### Records supplied ###
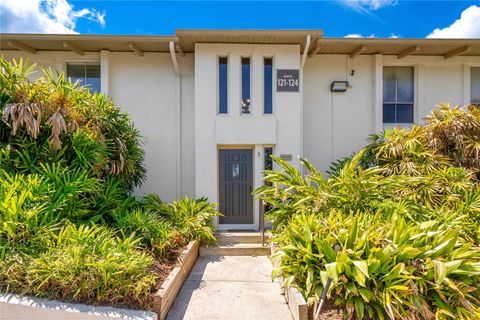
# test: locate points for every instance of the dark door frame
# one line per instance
(251, 148)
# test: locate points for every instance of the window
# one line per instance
(267, 160)
(222, 85)
(475, 86)
(87, 73)
(246, 85)
(267, 85)
(398, 95)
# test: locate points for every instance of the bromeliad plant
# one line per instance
(395, 226)
(396, 270)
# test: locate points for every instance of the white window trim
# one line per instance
(415, 96)
(86, 62)
(467, 74)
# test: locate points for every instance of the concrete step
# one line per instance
(235, 249)
(240, 237)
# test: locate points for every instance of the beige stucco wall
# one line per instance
(145, 87)
(256, 130)
(330, 125)
(338, 124)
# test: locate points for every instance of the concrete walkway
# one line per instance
(230, 287)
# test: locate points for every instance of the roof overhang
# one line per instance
(85, 43)
(402, 48)
(185, 41)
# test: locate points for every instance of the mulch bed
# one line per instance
(165, 266)
(329, 312)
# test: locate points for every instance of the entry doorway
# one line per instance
(236, 186)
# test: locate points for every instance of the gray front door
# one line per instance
(235, 186)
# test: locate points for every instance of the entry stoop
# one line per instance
(236, 244)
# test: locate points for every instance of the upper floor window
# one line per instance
(87, 73)
(267, 85)
(475, 86)
(398, 97)
(222, 85)
(246, 85)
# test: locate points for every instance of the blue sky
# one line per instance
(379, 18)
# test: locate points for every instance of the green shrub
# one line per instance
(191, 218)
(84, 264)
(157, 234)
(396, 225)
(380, 269)
(69, 227)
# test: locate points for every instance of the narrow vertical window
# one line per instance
(222, 85)
(475, 86)
(246, 85)
(398, 95)
(267, 85)
(267, 160)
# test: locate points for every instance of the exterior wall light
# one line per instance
(339, 86)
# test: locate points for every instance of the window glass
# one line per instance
(246, 85)
(268, 164)
(222, 83)
(398, 95)
(404, 84)
(404, 113)
(389, 84)
(87, 74)
(475, 85)
(388, 113)
(267, 85)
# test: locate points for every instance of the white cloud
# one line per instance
(468, 26)
(358, 35)
(365, 5)
(43, 16)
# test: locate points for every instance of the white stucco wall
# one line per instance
(145, 87)
(338, 124)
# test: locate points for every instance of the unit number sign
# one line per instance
(288, 80)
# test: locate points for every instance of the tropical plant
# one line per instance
(69, 227)
(396, 226)
(191, 218)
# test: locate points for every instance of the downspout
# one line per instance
(178, 115)
(302, 64)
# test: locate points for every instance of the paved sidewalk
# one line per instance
(230, 287)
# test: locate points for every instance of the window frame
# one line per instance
(470, 78)
(415, 95)
(93, 62)
(271, 57)
(222, 56)
(249, 57)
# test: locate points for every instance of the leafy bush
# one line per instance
(192, 218)
(395, 226)
(81, 263)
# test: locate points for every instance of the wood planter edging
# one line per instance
(165, 296)
(296, 303)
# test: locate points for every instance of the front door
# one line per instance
(235, 186)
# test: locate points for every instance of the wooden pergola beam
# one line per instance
(73, 48)
(358, 50)
(314, 48)
(457, 52)
(408, 52)
(135, 48)
(180, 49)
(21, 46)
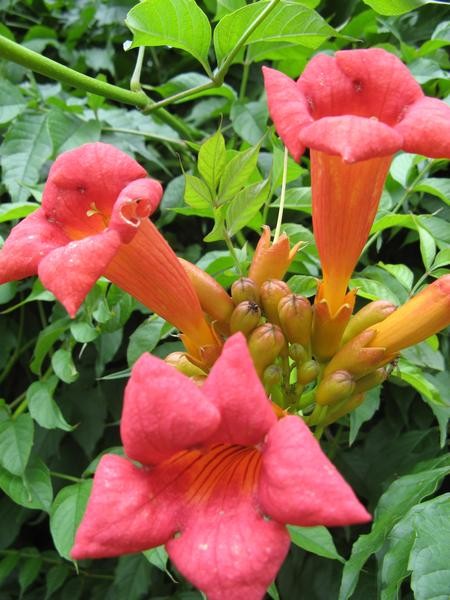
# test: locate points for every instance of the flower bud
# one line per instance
(272, 291)
(328, 327)
(371, 380)
(308, 372)
(356, 357)
(245, 317)
(265, 344)
(295, 314)
(271, 260)
(180, 361)
(298, 353)
(369, 315)
(272, 376)
(244, 289)
(334, 388)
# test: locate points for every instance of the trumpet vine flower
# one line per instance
(219, 476)
(93, 222)
(354, 111)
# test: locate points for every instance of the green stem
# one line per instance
(223, 69)
(282, 197)
(20, 55)
(135, 81)
(230, 247)
(373, 238)
(147, 134)
(181, 95)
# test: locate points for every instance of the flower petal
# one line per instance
(137, 201)
(26, 246)
(228, 549)
(382, 84)
(299, 485)
(235, 389)
(353, 138)
(164, 412)
(83, 185)
(70, 271)
(426, 128)
(120, 517)
(288, 109)
(327, 90)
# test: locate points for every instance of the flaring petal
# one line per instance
(352, 138)
(164, 412)
(228, 549)
(426, 128)
(288, 109)
(382, 84)
(70, 271)
(137, 201)
(28, 243)
(299, 485)
(120, 517)
(235, 389)
(83, 185)
(327, 90)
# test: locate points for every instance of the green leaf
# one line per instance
(399, 498)
(145, 338)
(427, 247)
(416, 378)
(16, 440)
(46, 339)
(43, 408)
(419, 544)
(29, 571)
(178, 23)
(16, 210)
(33, 489)
(68, 131)
(236, 174)
(292, 23)
(249, 120)
(245, 205)
(7, 565)
(317, 540)
(12, 102)
(197, 193)
(26, 148)
(373, 290)
(401, 272)
(212, 160)
(66, 513)
(436, 186)
(442, 259)
(364, 412)
(64, 366)
(132, 577)
(397, 7)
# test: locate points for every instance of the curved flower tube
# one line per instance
(93, 222)
(354, 111)
(220, 477)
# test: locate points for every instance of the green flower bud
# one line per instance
(244, 289)
(295, 314)
(245, 317)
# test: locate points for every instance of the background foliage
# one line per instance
(62, 379)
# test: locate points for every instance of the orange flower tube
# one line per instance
(422, 316)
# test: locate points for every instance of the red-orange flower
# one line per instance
(220, 478)
(93, 221)
(354, 111)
###
■ **Brief**: Above are records to transcribe exactly; leave their pictures out.

■ **The response**:
# test: locate points for every instance of the dark door frame
# one line per instance
(251, 148)
# test: locate points for every instance of the window
# one line per instance
(267, 160)
(222, 85)
(475, 86)
(87, 73)
(246, 85)
(267, 85)
(398, 95)
# test: locate points for every instance of the bromeliad plant
# one line per instance
(395, 226)
(396, 270)
# test: locate points for every instance of the white window trim
# one line per instance
(415, 96)
(86, 62)
(467, 74)
# test: locate points for every instance of the concrete step
# one line per instance
(235, 249)
(240, 237)
# test: locate points for every instance of the beige stucco wall
# one line per instance
(145, 87)
(256, 130)
(330, 125)
(338, 124)
# test: locate points for every instance of the concrete walkway
# one line per instance
(230, 287)
# test: locate points for every instance of the roof overhang
# one line per instance
(85, 43)
(402, 48)
(185, 41)
# test: locate points for every instance of the mulch bed
# one line per instance
(165, 266)
(329, 312)
# test: locate points for every instance of the entry doorway
# one line per instance
(236, 186)
# test: locate points for every instance of the gray front door
# one line per instance
(235, 186)
# test: locate points for every instance of the entry stoop
# one line per instance
(236, 244)
# test: locate points for every instance of the upper floor window
# one line per instance
(87, 73)
(267, 85)
(475, 86)
(398, 97)
(222, 85)
(246, 85)
# test: locate points for every instance of the blue sky
# one line per instance
(379, 18)
# test: locate points for every instance of the green shrub
# one line per instance
(191, 218)
(84, 264)
(157, 234)
(396, 225)
(380, 269)
(69, 227)
# test: locate points for every instance of the narrow vertical window
# one line per instance
(222, 85)
(475, 86)
(246, 85)
(398, 95)
(267, 85)
(267, 160)
# test: locate points for every instance of the exterior wall light
# one line per instance
(339, 86)
# test: locate points for every instance of the window glass
# one line per instance
(246, 85)
(268, 164)
(222, 83)
(398, 95)
(404, 84)
(404, 113)
(389, 84)
(87, 74)
(475, 85)
(388, 113)
(267, 85)
# test: locate points for every instance of the white cloud
# one line per instance
(468, 26)
(358, 35)
(365, 5)
(43, 16)
# test: locate points for every instance of the white stucco wall
# one line per instance
(145, 87)
(338, 124)
# test: locate points for every instance of the unit number sign
# one line per instance
(288, 80)
# test: locate points for every instance of the tropical plant
# one line per instance
(69, 227)
(396, 226)
(191, 218)
# test: locate points for every instance of the downspout
# one line per instance
(178, 115)
(302, 64)
# test: locate points for every instance of the paved sidewalk
# one line per instance
(230, 287)
# test: locate points for every instance of the window frame
# one line per instance
(470, 78)
(415, 95)
(93, 62)
(271, 57)
(222, 56)
(249, 57)
# test: locate points for every instance of the leafy bush
# one line per instance
(192, 218)
(395, 226)
(81, 263)
# test: locate points for every instance of the wood planter edging
# one line per instance
(165, 296)
(296, 303)
# test: locate points for every instance of the front door
# one line per instance
(235, 186)
# test: locate points for every instance of the wooden pergola beam
# one line per instance
(73, 48)
(358, 50)
(314, 48)
(457, 52)
(408, 52)
(135, 48)
(180, 49)
(21, 46)
# test: locate points for every instance of the flower bud
# one line per instance
(272, 291)
(328, 327)
(371, 380)
(308, 372)
(356, 357)
(245, 317)
(265, 344)
(295, 314)
(271, 260)
(180, 361)
(298, 353)
(369, 315)
(272, 376)
(244, 289)
(334, 388)
# test: locate points for every instance of the trumpet vine flower
# one line per instance
(219, 476)
(93, 222)
(354, 111)
# test: locate points for every instance of the green stem
# one line per instance
(223, 69)
(282, 197)
(20, 55)
(135, 81)
(230, 247)
(373, 238)
(147, 134)
(181, 95)
# test: locate points for every instance of the flower petal
# one line per instance
(137, 201)
(26, 246)
(228, 549)
(382, 84)
(299, 485)
(235, 389)
(353, 138)
(164, 412)
(83, 185)
(70, 271)
(426, 128)
(120, 517)
(288, 109)
(327, 90)
# test: locate points for every instance of the flaring petal
# one line per instance
(352, 138)
(164, 412)
(228, 549)
(426, 128)
(288, 109)
(382, 84)
(70, 271)
(137, 201)
(28, 243)
(299, 485)
(120, 517)
(235, 389)
(83, 185)
(327, 90)
# test: locate points for every instance of the green leaf
# one line per instance
(399, 498)
(145, 338)
(427, 247)
(416, 378)
(16, 440)
(46, 339)
(43, 408)
(419, 544)
(29, 571)
(178, 23)
(16, 210)
(33, 489)
(68, 131)
(236, 174)
(292, 23)
(249, 120)
(245, 205)
(7, 565)
(317, 540)
(12, 102)
(197, 193)
(26, 148)
(373, 290)
(401, 272)
(212, 160)
(66, 513)
(436, 186)
(442, 259)
(364, 412)
(64, 366)
(132, 577)
(397, 7)
# test: locate points for every instance of the curved flower tube
# one line per instance
(93, 222)
(354, 111)
(220, 477)
# test: locate points for every instance of the green flower bud
# one line per instance
(244, 289)
(295, 314)
(245, 317)
# test: locate points for every instance of the background foliage
# one line per instance
(62, 379)
# test: locate points for every instance of the orange flower tube
# one line per instance
(422, 316)
# test: locate points for every instance of the red-orange flower
# one line per instance
(220, 478)
(93, 221)
(354, 111)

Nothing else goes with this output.